Excerpts from a pointing dataset:
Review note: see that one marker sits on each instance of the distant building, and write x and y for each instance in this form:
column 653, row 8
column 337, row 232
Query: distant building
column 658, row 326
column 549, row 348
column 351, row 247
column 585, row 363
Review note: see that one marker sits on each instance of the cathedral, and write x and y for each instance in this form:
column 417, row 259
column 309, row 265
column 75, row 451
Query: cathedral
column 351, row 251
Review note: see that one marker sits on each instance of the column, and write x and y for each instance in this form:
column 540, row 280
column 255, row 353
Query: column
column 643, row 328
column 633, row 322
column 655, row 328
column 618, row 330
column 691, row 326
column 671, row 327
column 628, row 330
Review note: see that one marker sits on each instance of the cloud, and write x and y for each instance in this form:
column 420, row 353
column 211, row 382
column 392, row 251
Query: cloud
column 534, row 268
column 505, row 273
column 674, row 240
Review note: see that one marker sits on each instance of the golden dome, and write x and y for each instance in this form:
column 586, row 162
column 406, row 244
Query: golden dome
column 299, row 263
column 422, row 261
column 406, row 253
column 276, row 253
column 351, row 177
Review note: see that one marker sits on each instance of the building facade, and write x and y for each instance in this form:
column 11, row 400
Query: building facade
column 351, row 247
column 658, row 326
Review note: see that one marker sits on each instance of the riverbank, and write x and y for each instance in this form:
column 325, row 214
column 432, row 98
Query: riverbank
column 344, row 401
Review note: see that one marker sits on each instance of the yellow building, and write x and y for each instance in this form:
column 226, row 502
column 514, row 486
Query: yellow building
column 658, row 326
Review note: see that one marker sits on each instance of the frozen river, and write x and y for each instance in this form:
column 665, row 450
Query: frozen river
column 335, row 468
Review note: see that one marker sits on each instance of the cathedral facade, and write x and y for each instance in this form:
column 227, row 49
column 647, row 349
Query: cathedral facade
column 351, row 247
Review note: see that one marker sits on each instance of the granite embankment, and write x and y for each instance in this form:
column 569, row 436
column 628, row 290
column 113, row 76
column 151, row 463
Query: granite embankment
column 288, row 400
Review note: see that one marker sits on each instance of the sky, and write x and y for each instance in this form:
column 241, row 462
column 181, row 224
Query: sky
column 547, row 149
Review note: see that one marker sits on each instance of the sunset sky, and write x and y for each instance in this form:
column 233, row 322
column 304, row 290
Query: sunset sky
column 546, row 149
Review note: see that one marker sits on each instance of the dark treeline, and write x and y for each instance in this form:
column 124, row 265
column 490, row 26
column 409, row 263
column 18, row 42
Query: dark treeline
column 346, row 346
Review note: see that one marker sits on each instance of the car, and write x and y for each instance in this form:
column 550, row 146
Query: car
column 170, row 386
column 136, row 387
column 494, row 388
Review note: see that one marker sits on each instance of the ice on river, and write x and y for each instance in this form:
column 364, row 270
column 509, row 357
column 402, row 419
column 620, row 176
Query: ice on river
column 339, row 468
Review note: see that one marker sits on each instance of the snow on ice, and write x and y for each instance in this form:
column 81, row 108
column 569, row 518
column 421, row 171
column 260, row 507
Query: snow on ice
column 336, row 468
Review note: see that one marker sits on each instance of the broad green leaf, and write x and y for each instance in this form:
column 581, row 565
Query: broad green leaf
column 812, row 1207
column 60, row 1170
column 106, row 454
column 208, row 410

# [To do]
Rewrite the whole listing above as a JSON list of strings, with one string per line and no entries for blank lines.

# [The solution]
[
  "Review note: see that one marker sits on each instance of the distant building, and write x and y for each instance in this form:",
  "column 653, row 8",
  "column 337, row 232",
  "Query: distant building",
  "column 658, row 326",
  "column 549, row 348",
  "column 351, row 247",
  "column 585, row 363",
  "Review note: see that one marker sits on each instance of the cathedral, and write x and y for each instance in this form:",
  "column 417, row 259",
  "column 309, row 265",
  "column 75, row 451",
  "Query: cathedral",
  "column 351, row 251",
  "Review note: see that one marker sits on each instance of the column, and write x and y for each instance in this form:",
  "column 540, row 280",
  "column 255, row 353",
  "Query: column",
  "column 643, row 328",
  "column 633, row 322",
  "column 655, row 328",
  "column 618, row 330",
  "column 691, row 326",
  "column 671, row 327",
  "column 628, row 330",
  "Review note: see that one marker sits on each instance of the cloud, and write x and y for each instance in this form:",
  "column 420, row 353",
  "column 211, row 382",
  "column 392, row 251",
  "Query: cloud",
  "column 534, row 268",
  "column 505, row 273",
  "column 674, row 240",
  "Review note: see that one marker sits on each instance of the golden dome, and write x and y for each instance in this form:",
  "column 586, row 162",
  "column 406, row 244",
  "Query: golden dome",
  "column 299, row 263",
  "column 422, row 261",
  "column 406, row 253",
  "column 276, row 253",
  "column 351, row 177",
  "Review note: see that one marker sits on each instance of the building facade, and write x and y for each instance in this form:",
  "column 11, row 400",
  "Query: building facade",
  "column 351, row 247",
  "column 658, row 326",
  "Review note: see that one marker sits on each instance of the riverbank, and write x and y for each instance in this form:",
  "column 325, row 214",
  "column 432, row 98",
  "Query: riverbank",
  "column 344, row 401",
  "Review note: see that one marker sits on each instance of the yellow building, and write x and y for each instance in this form:",
  "column 226, row 502",
  "column 514, row 486",
  "Query: yellow building",
  "column 658, row 326",
  "Review note: see that one marker sits on each instance of the frozen river, and write x and y for each instance in this form:",
  "column 665, row 450",
  "Query: frozen river",
  "column 335, row 468",
  "Review note: see that one marker sits on each instance of the cathedral facade, and write x and y for each instance in this form:",
  "column 227, row 49",
  "column 647, row 349",
  "Query: cathedral facade",
  "column 351, row 247",
  "Review note: see that one marker sits on each instance of the granite embankment, and write x and y for each instance in this form:",
  "column 569, row 436",
  "column 628, row 290",
  "column 113, row 76",
  "column 151, row 463",
  "Query: granite embankment",
  "column 288, row 400",
  "Review note: see that one marker sits on each instance of the sky, and write x and y for each instance in this form:",
  "column 241, row 462",
  "column 181, row 224",
  "Query: sky",
  "column 547, row 149",
  "Review note: see that one marker sits on each instance of the sunset sky, and write x and y for each instance in this form:",
  "column 233, row 322",
  "column 304, row 290",
  "Query: sunset sky",
  "column 546, row 149",
  "Review note: see that one marker sits on each instance of the dark treeline, and write x and y for each instance in this form:",
  "column 124, row 265",
  "column 490, row 26",
  "column 409, row 263",
  "column 18, row 42",
  "Query: dark treeline",
  "column 346, row 346",
  "Review note: see that one marker sits on each instance of the car, and write x and y for each instance in this form:",
  "column 550, row 146",
  "Query: car",
  "column 170, row 386",
  "column 136, row 387",
  "column 494, row 388",
  "Review note: see that one marker sits on each instance of the ice on river, and write x and y for each instance in this form:",
  "column 364, row 270",
  "column 509, row 357",
  "column 402, row 419",
  "column 620, row 176",
  "Query: ice on river",
  "column 339, row 468",
  "Review note: see that one marker sits on each instance of the snow on ice, and write x and y for each instance in this form:",
  "column 81, row 108",
  "column 569, row 518",
  "column 421, row 171",
  "column 260, row 507",
  "Query: snow on ice",
  "column 336, row 468",
  "Review note: see that one marker sits on each instance of the broad green leaf, and write x and y for each instance in this form:",
  "column 581, row 565",
  "Query: broad green leaf",
  "column 812, row 1207",
  "column 60, row 1170",
  "column 106, row 454",
  "column 208, row 410"
]